-- Start of Records shown --

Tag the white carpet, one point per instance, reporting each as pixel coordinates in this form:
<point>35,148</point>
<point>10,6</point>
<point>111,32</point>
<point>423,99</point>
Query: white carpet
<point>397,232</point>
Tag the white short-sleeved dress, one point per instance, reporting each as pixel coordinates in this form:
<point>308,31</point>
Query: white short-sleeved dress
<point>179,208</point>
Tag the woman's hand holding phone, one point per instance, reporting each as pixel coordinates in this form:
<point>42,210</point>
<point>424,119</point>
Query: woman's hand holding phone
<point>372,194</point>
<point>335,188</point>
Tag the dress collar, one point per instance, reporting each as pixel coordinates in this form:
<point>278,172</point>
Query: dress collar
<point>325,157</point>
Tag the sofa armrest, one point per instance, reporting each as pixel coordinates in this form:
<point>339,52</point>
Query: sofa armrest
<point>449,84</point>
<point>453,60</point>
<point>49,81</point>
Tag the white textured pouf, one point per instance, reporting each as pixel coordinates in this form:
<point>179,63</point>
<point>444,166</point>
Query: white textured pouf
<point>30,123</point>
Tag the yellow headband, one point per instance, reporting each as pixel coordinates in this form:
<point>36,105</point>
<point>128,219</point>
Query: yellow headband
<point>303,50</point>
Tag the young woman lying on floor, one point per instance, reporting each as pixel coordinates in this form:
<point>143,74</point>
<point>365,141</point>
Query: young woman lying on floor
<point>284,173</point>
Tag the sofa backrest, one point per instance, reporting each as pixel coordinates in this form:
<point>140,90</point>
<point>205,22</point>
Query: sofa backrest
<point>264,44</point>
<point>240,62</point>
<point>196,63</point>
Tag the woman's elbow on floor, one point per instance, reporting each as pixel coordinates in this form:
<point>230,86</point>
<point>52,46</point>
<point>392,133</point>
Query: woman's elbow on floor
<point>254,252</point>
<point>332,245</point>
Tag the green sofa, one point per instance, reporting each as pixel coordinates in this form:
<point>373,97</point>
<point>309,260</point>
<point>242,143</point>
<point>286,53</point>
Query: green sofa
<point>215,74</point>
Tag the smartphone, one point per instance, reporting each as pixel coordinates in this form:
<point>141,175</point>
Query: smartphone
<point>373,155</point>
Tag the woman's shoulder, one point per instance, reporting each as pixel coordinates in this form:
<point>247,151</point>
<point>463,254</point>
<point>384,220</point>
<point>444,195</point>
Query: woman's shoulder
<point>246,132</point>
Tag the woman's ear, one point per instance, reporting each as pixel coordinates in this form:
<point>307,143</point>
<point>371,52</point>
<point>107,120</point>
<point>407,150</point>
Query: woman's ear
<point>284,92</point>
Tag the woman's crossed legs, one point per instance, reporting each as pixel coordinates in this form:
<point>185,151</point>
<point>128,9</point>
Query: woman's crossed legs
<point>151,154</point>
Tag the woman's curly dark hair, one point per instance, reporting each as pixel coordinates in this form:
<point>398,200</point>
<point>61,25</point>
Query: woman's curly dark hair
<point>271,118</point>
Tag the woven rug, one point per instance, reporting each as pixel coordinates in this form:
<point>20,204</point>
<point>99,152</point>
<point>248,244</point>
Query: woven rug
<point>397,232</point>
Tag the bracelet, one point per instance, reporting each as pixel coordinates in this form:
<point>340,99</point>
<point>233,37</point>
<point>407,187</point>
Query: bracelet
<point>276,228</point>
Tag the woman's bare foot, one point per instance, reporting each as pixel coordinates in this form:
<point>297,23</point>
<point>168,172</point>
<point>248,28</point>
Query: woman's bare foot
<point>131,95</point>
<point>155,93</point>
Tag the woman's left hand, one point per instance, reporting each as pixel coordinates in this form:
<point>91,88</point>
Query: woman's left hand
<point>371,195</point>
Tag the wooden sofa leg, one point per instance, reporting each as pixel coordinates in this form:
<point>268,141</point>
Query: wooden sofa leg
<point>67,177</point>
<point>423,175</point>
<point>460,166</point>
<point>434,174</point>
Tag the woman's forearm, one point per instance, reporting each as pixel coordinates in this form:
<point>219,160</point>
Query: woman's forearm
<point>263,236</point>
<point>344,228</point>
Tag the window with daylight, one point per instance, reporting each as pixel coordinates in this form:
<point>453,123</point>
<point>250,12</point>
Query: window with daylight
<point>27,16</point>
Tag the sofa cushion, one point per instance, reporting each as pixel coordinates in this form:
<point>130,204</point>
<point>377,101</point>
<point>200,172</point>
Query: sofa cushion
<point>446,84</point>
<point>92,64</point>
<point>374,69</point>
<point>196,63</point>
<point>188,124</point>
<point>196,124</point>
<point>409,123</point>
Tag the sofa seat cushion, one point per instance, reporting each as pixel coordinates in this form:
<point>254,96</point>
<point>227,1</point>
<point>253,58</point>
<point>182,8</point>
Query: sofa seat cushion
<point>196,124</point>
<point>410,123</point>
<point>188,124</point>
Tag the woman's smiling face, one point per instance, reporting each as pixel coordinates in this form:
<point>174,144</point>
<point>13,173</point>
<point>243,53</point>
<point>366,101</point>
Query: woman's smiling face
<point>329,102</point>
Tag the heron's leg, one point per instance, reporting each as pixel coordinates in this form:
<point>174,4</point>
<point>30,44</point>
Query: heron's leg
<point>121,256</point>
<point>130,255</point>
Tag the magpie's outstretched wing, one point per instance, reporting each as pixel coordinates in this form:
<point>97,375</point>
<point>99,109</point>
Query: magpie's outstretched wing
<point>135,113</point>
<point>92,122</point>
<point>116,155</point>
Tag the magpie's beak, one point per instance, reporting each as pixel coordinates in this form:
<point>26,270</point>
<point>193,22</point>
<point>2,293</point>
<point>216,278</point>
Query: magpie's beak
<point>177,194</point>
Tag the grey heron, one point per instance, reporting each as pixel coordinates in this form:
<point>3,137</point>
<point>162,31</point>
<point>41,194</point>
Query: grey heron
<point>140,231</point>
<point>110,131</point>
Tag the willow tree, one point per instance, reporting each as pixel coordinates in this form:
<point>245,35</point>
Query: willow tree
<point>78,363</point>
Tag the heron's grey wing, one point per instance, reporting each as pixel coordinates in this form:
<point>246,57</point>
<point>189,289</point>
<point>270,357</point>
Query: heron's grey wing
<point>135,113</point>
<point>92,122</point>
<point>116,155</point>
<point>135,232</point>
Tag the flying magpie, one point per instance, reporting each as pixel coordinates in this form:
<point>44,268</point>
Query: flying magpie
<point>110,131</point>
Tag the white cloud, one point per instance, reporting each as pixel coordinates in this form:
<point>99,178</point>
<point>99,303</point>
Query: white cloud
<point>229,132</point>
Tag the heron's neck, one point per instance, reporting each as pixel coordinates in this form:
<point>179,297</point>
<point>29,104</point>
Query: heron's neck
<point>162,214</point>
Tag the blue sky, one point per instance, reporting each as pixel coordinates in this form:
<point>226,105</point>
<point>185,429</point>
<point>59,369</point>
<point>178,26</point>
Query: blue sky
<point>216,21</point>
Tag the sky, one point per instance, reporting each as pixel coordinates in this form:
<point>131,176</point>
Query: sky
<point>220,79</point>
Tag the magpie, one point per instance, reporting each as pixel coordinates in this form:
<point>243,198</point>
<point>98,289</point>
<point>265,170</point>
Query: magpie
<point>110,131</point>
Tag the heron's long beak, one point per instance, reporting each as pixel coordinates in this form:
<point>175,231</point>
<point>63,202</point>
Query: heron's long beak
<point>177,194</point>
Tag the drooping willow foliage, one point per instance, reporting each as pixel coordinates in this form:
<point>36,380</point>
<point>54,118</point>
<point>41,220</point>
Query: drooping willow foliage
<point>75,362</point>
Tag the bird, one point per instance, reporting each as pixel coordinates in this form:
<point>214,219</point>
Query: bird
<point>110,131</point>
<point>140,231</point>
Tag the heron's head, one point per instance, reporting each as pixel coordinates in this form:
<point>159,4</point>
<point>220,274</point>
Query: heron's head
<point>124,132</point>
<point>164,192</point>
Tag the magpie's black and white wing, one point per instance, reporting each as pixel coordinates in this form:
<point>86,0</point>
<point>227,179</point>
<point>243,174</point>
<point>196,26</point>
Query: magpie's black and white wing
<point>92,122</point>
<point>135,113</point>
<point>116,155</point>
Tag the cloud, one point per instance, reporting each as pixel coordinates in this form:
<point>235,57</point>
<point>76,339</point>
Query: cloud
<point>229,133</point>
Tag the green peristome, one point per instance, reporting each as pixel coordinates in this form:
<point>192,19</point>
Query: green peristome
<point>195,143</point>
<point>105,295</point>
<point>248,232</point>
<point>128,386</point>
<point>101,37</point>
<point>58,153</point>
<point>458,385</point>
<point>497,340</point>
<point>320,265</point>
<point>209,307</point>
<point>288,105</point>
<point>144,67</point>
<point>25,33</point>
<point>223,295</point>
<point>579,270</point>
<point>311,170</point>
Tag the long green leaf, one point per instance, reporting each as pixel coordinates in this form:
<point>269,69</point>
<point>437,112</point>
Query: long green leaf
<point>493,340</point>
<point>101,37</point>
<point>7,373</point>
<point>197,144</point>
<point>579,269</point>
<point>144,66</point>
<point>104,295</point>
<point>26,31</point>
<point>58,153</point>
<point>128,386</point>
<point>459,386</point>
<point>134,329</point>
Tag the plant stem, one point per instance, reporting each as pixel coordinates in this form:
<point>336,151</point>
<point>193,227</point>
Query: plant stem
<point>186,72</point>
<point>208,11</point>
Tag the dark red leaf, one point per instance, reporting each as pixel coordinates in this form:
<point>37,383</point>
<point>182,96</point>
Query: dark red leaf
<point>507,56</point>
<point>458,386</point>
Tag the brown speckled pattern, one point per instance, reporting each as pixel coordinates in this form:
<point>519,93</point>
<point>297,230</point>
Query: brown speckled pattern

-- End of Records shown --

- **Problem to work on**: Retype the rows exactly, beginning at the line that contains "Tag the woman's bare" and stopping after the line that contains "<point>434,174</point>".

- **Correct output**:
Tag the woman's bare foot, one point per instance, reporting each as pixel coordinates in this form:
<point>297,23</point>
<point>168,172</point>
<point>248,28</point>
Query: woman's bare foot
<point>131,95</point>
<point>155,93</point>
Tag the woman's left hand, one point per instance, reporting each as pixel coordinates in this form:
<point>91,88</point>
Query: woman's left hand
<point>371,195</point>
Tag the wooden sofa leg, one point per instance, reporting each as pixel coordinates in this form:
<point>268,141</point>
Query: wooden sofa leg
<point>67,177</point>
<point>423,175</point>
<point>460,166</point>
<point>434,174</point>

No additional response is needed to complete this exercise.